» **Activity**: Your copy of the data should match it exactly, leaving out only the pictures.

Referring expression data

•••••

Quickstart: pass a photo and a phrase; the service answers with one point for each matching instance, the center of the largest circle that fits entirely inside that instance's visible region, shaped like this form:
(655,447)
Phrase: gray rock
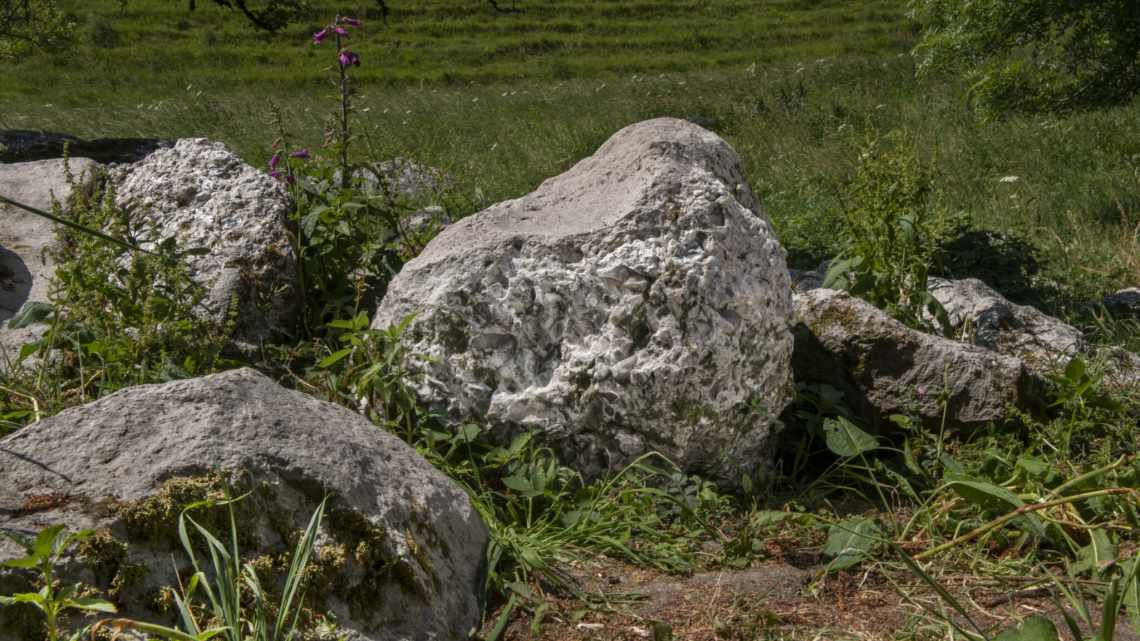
(805,281)
(25,267)
(982,316)
(205,196)
(886,367)
(401,551)
(1124,302)
(23,145)
(637,302)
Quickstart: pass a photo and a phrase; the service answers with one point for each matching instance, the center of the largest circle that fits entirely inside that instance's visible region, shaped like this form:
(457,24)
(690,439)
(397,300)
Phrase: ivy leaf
(851,542)
(1097,556)
(845,439)
(990,496)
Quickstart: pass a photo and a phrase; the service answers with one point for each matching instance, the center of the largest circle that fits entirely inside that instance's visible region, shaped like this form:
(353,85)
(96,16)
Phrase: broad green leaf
(845,439)
(32,598)
(46,542)
(31,313)
(836,277)
(996,498)
(520,484)
(24,562)
(851,542)
(1033,629)
(334,357)
(1097,556)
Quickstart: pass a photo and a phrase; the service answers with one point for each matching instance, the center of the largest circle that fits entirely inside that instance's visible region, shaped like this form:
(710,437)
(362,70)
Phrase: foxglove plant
(344,58)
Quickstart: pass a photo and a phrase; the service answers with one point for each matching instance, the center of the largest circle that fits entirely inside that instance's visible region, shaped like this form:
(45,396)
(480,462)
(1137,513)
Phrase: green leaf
(91,605)
(838,270)
(845,439)
(334,357)
(990,496)
(31,313)
(23,564)
(851,542)
(1097,556)
(32,598)
(1033,629)
(46,542)
(521,485)
(1075,370)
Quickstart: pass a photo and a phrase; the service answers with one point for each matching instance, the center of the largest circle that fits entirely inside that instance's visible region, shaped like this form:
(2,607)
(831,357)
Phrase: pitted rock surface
(984,317)
(25,267)
(637,302)
(401,548)
(886,367)
(202,194)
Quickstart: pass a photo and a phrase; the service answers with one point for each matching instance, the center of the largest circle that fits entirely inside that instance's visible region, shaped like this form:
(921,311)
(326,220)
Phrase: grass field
(502,100)
(505,99)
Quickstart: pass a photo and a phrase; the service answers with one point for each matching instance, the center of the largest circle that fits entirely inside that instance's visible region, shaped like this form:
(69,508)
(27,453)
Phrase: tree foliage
(1034,55)
(32,24)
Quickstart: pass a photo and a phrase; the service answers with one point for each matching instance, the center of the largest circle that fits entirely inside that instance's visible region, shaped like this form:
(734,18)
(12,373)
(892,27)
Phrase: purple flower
(348,58)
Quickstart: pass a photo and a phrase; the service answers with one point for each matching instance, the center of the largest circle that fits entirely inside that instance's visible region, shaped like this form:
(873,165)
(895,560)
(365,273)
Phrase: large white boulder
(202,194)
(637,302)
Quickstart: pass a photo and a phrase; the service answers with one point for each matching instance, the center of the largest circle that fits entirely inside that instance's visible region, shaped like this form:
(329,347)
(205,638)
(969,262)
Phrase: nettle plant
(893,230)
(345,222)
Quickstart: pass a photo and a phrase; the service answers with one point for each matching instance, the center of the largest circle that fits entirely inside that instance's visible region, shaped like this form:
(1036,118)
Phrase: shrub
(892,232)
(1034,55)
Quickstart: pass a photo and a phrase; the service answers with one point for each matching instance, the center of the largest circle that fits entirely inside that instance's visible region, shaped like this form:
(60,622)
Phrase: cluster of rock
(400,556)
(638,302)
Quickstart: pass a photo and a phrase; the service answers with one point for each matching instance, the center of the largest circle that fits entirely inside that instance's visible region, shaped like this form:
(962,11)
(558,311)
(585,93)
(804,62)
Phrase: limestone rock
(25,268)
(886,367)
(805,281)
(637,302)
(205,196)
(984,317)
(401,550)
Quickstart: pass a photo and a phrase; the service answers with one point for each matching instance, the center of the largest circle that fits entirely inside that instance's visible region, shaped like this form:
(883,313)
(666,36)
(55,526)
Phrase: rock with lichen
(400,553)
(637,302)
(885,367)
(204,196)
(982,316)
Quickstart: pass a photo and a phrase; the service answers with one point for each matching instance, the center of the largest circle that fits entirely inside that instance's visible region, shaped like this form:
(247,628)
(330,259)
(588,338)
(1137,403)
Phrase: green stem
(1019,512)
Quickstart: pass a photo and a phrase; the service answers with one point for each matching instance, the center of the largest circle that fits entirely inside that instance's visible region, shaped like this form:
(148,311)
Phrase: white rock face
(205,196)
(637,302)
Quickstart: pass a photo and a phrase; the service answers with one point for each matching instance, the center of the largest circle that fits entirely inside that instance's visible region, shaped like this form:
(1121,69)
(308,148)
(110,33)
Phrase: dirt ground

•••••

» **Result of this task**:
Quickstart: pass a photo and a phrase; the service answers with one point for each matching instance, the center of the largest circle that fits entirely inside that instance's visible region, shaped like this form:
(655,447)
Phrase: gray rock
(805,281)
(25,267)
(982,316)
(205,196)
(886,367)
(401,551)
(1124,302)
(23,145)
(637,302)
Quickstart: pass a photo and a phrase; the service answers with one point for each matching instance, the center of the largest circle that fits entirely inside that instance's visible region, shaped like this form:
(457,24)
(690,439)
(397,300)
Phrase: ivy leaf
(851,542)
(1097,556)
(845,439)
(990,496)
Quickstart: pass a photo and a phrase; the service answers with one point for each matching instance, the center of the largest circle that fits entirely inside that instance's visible region, shaped like this form:
(353,85)
(96,16)
Phrase: broad green leaf
(845,439)
(32,598)
(46,542)
(31,313)
(836,277)
(996,498)
(520,484)
(24,562)
(851,542)
(1033,629)
(334,357)
(1097,556)
Quickstart: pass a photo and a phrase; the service answers with one point for each matching instance, the center of the largest circle that fits entirely inside that instance's visible region, shaped like this form:
(710,437)
(362,70)
Phrase: foxglove plant
(344,58)
Quickstart: pass a photo and a phrase; the service answers with one point for each matching instance, the center of the largest circle that fits entirely inside that instance's visible region, shaped like this form:
(45,396)
(480,462)
(1137,513)
Phrase: green leaf
(91,605)
(838,270)
(845,439)
(334,357)
(990,496)
(31,313)
(23,564)
(851,542)
(1097,556)
(32,598)
(1033,629)
(46,542)
(521,485)
(1075,370)
Quickstart: pass a photo and a phrase; the service answers with one point for each matching instance, the center of the largest circle that fits entirely inside that instance's visible region, shaped like this form:
(2,607)
(831,357)
Phrase: pitted rock surface
(984,317)
(25,267)
(637,302)
(401,548)
(886,367)
(202,194)
Quickstart: pass a photo and a phrase; the service answers with one point for each matching instance, the center of the largest circle that fits entirely inside that instance's visible region, shaped like this form:
(921,311)
(326,220)
Phrase: grass field
(502,100)
(505,99)
Quickstart: pass a photo and a phrase; the service answers with one point for each matching instance, the center of the largest circle that fits entirely inside that instance's visible region, shaped like this form:
(69,508)
(27,453)
Phrase: tree foliage
(1034,55)
(32,24)
Quickstart: pass a photo and a phrase; the service answers with one point for each matching instance, the center of the largest circle that fits entirely inside that instance's visible region, shaped like this form:
(734,18)
(12,373)
(892,27)
Phrase: purple flower
(348,58)
Quickstart: pass a photo and a phrase; the service answers with one point for each matching instance, the center of the largest circle that fits entirely inside that instance's visible region, shaped like this form:
(873,165)
(895,560)
(365,273)
Phrase: large white boulder
(202,194)
(637,302)
Quickstart: pass a photo and a phrase; the service answers with one point for each matching instance, the center of the largest circle that fits entirely inside that instance's visible region, shaped like this form:
(329,347)
(205,638)
(969,262)
Phrase: nettle plant
(893,230)
(345,222)
Quickstart: pass a photo and a phrase; the service answers with one point for each matching instance, the center of the largest circle that fits entirely inside that instance's visible region, shaped like this form:
(1036,118)
Phrase: shrub
(892,232)
(1034,55)
Quickstart: pass a photo and a phrase; the service answers with one point for each matching instance, the center of the largest circle that fits entirely inside that instance's visible region, shaped like this form:
(60,622)
Phrase: cluster of rock
(400,556)
(638,302)
Quickstart: pass a photo and a phrase; the service answers with one point for each matching instance, the center of the largest circle that fits entirely inside that instance's visible region, shaped like this form:
(962,11)
(558,311)
(585,93)
(804,62)
Phrase: limestone rock
(25,268)
(886,367)
(805,281)
(637,302)
(205,196)
(984,317)
(401,550)
Quickstart: pass a photo and a phrase; the service answers with one point for each matching instance, the center of the largest circle that fits entirely inside that instance's visible region, shaped like this form:
(883,313)
(666,36)
(55,526)
Phrase: rock with lichen
(400,553)
(637,302)
(885,367)
(204,196)
(982,316)
Quickstart: pass a photo and a phrase; the service answers with one point for each matching instance, the center of the largest circle that fits entirely inside that instance's visible region, shaped like this form:
(247,628)
(330,259)
(588,338)
(1137,403)
Phrase: green stem
(1019,512)
Quickstart: pass a photo and a phrase; the service answers with one point for each matching instance, the center of the largest circle that fits entirely inside that instance's visible region, shaped like this form:
(148,311)
Phrase: white rock face
(205,196)
(637,302)
Quickstart: pass a photo and a phrase; the service answers with one point for each matching instance, the center of the largest circle that fits entirely inside that instance's visible region, shaped like this form:
(1121,69)
(308,148)
(110,33)
Phrase: dirt ground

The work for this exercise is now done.